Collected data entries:
--- START ---

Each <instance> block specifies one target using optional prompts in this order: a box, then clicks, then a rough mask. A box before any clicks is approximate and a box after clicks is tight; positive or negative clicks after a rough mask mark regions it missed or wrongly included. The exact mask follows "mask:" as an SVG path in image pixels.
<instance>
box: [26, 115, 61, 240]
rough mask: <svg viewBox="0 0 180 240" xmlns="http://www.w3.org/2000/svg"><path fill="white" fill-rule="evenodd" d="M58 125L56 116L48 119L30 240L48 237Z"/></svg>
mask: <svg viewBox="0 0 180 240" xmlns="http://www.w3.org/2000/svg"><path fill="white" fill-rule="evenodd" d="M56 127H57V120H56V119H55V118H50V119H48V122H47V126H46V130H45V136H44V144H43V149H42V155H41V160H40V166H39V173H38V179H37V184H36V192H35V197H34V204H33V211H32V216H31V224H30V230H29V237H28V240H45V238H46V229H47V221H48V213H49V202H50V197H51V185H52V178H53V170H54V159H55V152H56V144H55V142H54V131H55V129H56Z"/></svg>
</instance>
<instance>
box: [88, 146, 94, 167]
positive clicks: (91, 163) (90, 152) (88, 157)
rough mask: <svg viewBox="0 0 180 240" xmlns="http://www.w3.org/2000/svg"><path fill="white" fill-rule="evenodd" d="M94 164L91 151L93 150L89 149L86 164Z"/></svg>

--- END ---

# Task goal
Please transcribe every entry above exactly as it appears.

# Answer below
Each <instance> block specifies one target using optional prompts in this order: a box, then clicks, then a rough mask. A box before any clicks is approximate and a box after clicks is tight; positive or negative clicks after a rough mask mark regions it missed or wrongly included. The exact mask follows "mask:" as an SVG path in image pixels.
<instance>
box: [26, 115, 61, 240]
rough mask: <svg viewBox="0 0 180 240" xmlns="http://www.w3.org/2000/svg"><path fill="white" fill-rule="evenodd" d="M58 125L56 116L48 119L30 240L48 237Z"/></svg>
mask: <svg viewBox="0 0 180 240" xmlns="http://www.w3.org/2000/svg"><path fill="white" fill-rule="evenodd" d="M56 127H57V120H56V119H55V118H50V119H48V122H47V126H46V130H45V136H44V144H43V149H42V155H41V160H40V166H39V173H38V179H37V184H36V192H35V197H34V204H33V211H32V216H31V224H30V230H29V237H28V240H45V238H46V229H47V221H48V213H49V202H50V197H51V185H52V178H53V170H54V159H55V152H56V144H55V142H54V131H55V129H56Z"/></svg>
</instance>
<instance>
box: [88, 146, 94, 167]
positive clicks: (91, 163) (90, 152) (88, 157)
rough mask: <svg viewBox="0 0 180 240" xmlns="http://www.w3.org/2000/svg"><path fill="white" fill-rule="evenodd" d="M94 164L91 151L93 150L89 149L86 164Z"/></svg>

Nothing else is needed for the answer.